(EXCERPT PROVIDED):
The synopsis promises one mystery. The novel gradually reveals that the mystery you've been following isn't actually the mystery the book cares about.
Now, I normally love a good twist. I enjoy being surprised.
The problem wasn't that the story changed directions.
The problem was that I spent so much time investing in the first storyline that, once the switch happened, I couldn't stop wondering why I'd invested so much energy into something that ultimately felt secondary.
By the end, the novel felt like two separate books competing for space.
I suspect readers who love layered mysteries and constantly shifting narratives may enjoy this much more than I did. Unfortunately, I spent more time irritated than intrigued.
The Unicorn Hunters
At this point, I should probably stop being surprised when Katherine Arden writes something I love.
The Unicorn Hunters takes the historical figure Anne of Brittany and asks a delightful question: What if folklore, prophecy, unicorns, and magic had been woven into her story all along?

Data taken from a collection
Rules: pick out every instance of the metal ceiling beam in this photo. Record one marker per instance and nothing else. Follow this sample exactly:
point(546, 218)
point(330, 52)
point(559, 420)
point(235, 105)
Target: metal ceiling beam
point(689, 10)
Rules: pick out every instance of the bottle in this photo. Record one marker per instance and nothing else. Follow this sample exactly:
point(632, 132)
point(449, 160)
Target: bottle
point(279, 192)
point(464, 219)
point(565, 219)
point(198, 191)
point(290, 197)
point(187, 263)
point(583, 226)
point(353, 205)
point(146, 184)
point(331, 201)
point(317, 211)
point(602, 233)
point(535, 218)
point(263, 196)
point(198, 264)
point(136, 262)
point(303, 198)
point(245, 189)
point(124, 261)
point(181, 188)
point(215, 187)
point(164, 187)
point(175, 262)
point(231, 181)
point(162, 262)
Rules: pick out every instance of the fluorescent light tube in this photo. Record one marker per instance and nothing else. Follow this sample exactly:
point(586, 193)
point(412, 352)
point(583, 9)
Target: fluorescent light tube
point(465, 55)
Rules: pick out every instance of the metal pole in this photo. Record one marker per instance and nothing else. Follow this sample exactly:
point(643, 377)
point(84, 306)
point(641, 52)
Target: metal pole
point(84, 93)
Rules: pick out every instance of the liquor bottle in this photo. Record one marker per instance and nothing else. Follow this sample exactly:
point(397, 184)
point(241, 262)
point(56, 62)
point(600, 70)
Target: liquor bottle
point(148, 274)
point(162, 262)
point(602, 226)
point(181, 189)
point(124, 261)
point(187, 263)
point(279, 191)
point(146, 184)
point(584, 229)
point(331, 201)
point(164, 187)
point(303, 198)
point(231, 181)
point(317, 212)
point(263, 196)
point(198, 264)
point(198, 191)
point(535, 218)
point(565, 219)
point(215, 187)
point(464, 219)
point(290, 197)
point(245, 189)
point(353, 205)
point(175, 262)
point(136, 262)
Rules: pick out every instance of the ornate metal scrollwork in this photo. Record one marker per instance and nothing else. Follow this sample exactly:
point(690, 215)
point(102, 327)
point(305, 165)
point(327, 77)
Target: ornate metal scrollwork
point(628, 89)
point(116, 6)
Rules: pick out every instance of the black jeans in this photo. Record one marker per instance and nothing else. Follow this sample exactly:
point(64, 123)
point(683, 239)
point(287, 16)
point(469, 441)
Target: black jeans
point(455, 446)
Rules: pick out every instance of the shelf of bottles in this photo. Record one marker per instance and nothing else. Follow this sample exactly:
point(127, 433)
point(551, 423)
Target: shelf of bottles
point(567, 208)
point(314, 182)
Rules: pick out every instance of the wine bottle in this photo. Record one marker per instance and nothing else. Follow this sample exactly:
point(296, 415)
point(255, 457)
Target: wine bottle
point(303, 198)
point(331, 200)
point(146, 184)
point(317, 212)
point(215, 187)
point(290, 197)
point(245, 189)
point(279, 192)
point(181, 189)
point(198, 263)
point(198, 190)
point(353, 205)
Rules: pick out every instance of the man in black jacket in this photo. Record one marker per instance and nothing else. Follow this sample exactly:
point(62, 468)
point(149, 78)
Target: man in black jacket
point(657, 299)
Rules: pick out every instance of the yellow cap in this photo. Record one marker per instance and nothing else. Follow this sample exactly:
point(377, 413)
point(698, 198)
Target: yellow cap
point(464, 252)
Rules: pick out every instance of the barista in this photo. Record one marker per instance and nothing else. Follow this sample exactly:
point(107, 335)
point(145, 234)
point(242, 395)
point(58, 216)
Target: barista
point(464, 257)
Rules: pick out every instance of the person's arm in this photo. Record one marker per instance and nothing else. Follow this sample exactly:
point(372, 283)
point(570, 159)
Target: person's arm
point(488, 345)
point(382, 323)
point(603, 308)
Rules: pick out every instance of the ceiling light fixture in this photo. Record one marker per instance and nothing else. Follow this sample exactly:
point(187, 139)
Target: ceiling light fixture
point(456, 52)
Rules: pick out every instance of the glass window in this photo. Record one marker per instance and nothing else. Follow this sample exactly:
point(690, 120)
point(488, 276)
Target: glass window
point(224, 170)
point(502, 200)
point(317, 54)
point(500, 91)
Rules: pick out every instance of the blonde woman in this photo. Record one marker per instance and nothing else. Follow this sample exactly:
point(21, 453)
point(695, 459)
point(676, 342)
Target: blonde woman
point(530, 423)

(ACTIVITIES):
1. In the book review excerpt, which historical figure does The Unicorn Hunters build its story around?
2. Rewrite the part of the book review excerpt that opens with the words containing "Now, I normally" and closes with "story all along?", swapping "irritated" for "frustrated".

(OUTPUTS BY TASK):
1. Anne of Brittany.

2.
Now, I normally love a good twist. I enjoy being surprised.
The problem wasn't that the story changed directions.
The problem was that I spent so much time investing in the first storyline that, once the switch happened, I couldn't stop wondering why I'd invested so much energy into something that ultimately felt secondary.
By the end, the novel felt like two separate books competing for space.
I suspect readers who love layered mysteries and constantly shifting narratives may enjoy this much more than I did. Unfortunately, I spent more time frustrated than intrigued.
The Unicorn Hunters
At this point, I should probably stop being surprised when Katherine Arden writes something I love.
The Unicorn Hunters takes the historical figure Anne of Brittany and asks a delightful question: What if folklore, prophecy, unicorns, and magic had been woven into her story all along?